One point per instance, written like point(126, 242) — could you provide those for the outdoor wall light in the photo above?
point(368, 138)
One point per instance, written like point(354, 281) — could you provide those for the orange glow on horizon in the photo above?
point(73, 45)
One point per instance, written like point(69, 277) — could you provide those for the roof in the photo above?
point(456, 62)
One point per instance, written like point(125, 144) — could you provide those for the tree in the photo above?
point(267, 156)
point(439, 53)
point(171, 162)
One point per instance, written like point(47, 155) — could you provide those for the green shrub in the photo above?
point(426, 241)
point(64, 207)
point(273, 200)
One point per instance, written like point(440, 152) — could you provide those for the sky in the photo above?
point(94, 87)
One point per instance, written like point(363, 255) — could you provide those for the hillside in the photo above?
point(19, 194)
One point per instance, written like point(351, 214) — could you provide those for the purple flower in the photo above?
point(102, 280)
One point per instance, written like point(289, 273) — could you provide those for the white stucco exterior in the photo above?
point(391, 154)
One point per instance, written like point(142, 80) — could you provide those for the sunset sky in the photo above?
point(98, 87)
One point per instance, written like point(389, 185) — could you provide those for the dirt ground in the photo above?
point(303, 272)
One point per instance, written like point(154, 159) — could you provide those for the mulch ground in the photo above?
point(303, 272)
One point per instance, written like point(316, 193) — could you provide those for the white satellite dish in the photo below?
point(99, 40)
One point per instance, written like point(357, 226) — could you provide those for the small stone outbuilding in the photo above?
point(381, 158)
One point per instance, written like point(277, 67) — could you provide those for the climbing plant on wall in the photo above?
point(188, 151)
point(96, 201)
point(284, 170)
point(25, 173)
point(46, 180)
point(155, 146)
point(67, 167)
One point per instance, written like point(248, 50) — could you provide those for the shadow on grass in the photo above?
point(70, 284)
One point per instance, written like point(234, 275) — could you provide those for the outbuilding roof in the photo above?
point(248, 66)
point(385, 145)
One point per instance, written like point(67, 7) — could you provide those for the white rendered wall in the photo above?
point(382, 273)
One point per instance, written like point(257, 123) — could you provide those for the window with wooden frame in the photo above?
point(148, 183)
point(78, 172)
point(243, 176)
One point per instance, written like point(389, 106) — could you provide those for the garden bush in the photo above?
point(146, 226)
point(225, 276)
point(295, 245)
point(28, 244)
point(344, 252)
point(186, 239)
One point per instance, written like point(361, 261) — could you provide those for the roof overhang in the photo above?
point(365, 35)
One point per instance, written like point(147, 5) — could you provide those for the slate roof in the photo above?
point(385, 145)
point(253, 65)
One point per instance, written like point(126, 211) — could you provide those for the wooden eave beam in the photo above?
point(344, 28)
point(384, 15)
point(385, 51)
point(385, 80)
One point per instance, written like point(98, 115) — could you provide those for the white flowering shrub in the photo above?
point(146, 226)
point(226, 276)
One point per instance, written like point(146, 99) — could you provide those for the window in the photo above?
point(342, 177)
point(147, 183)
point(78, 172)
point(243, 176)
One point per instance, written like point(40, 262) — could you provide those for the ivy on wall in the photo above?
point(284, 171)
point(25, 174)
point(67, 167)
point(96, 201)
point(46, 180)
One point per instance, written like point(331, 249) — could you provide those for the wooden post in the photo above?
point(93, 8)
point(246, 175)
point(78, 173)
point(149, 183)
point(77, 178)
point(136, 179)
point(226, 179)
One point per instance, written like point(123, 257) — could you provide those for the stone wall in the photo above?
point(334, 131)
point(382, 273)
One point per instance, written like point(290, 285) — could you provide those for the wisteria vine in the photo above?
--- --- ---
Restate all of the entries exactly, please.

One point per instance, written like point(126, 242) — could you provide those for the outdoor wall light in the photo above?
point(368, 138)
One point per instance, written like point(354, 281) — could you provide those for the orange glow on horizon in the photo above?
point(73, 45)
One point per instance, written like point(69, 277) — could you provide those for the roof in the photo above?
point(456, 62)
One point per instance, written like point(125, 144) — could you provide those for the tree in the photo above?
point(267, 156)
point(439, 53)
point(171, 162)
One point per instance, written like point(47, 155) — could you provide those for the green shrub in the photo above?
point(426, 241)
point(64, 207)
point(273, 200)
One point per instance, written like point(440, 152) — could you provide those for the sky in the photo above?
point(94, 87)
One point per instance, written like point(363, 255) — could you provide those for the hillside in the photo above?
point(19, 194)
One point per instance, written like point(351, 214) — could you provide those for the purple flower in the photo above?
point(102, 280)
One point per instance, written like point(289, 273) — could you provide those for the white stucco exterior in the photo above?
point(391, 154)
One point per instance, written like point(142, 80) — could you provide those for the sunset sky in the photo above?
point(98, 87)
One point per instance, written like point(389, 185) — could you provide those for the dirt ground in the photo above?
point(303, 272)
One point per instance, written like point(154, 159) — could you provide those for the mulch ground in the photo above?
point(303, 272)
One point per instance, written like point(316, 193) — could you provide those for the white satellite dish in the photo below?
point(99, 40)
One point per instance, written like point(357, 226) — could you provide those for the small stone outbuilding in the photo above?
point(381, 158)
One point per instance, written like point(277, 67) — could you provide those for the climbing plant on wall in the photo above?
point(188, 151)
point(96, 201)
point(284, 170)
point(25, 173)
point(46, 180)
point(155, 146)
point(67, 167)
One point per instance, written like point(248, 50) — could you provide those for the shadow on grass in the photo above?
point(70, 284)
One point per instance, written like point(234, 275) — could you provide those for the outbuilding roof in the photo above?
point(248, 66)
point(385, 145)
One point per instance, written like point(67, 7) — could you provide those for the white rendered wall in the photo above?
point(382, 273)
One point per instance, written like point(257, 123) — could you provide those for the window with wooden frame in the photo above?
point(148, 183)
point(78, 172)
point(243, 176)
One point per instance, written like point(389, 106) — could you provide those for the garden bush in the photo above?
point(146, 226)
point(225, 276)
point(295, 245)
point(28, 244)
point(344, 252)
point(186, 239)
One point per instance, written like point(361, 261) — could you provide those for the roof overhang in the photo above?
point(365, 35)
One point per instance, written like point(147, 5) — could you provide those for the slate roof in the photo above?
point(385, 145)
point(253, 65)
One point per instance, written like point(126, 211) — could you provide those for the wooden eave beam in the photo above?
point(344, 28)
point(384, 15)
point(385, 51)
point(385, 80)
One point per instance, written like point(98, 115) — could you provide those for the white flowering shrub in the photo above?
point(146, 226)
point(226, 276)
One point per instance, written like point(146, 99) — could you provide those for the window in the photo above?
point(342, 177)
point(147, 183)
point(78, 172)
point(243, 176)
One point per instance, written like point(40, 262) — could you provide those for the ivy on wall in the photo above?
point(284, 171)
point(25, 174)
point(67, 167)
point(96, 201)
point(46, 180)
One point per instance, written like point(331, 249) — could you provide those for the wooden post in the photo above?
point(93, 8)
point(246, 175)
point(78, 173)
point(149, 183)
point(77, 178)
point(136, 179)
point(226, 179)
One point per instance, written like point(123, 257) — could you provide those for the stone wall in the photo above?
point(334, 131)
point(382, 273)
One point per instance, written like point(290, 285) — could you provide those for the wisteria vine in the photo above?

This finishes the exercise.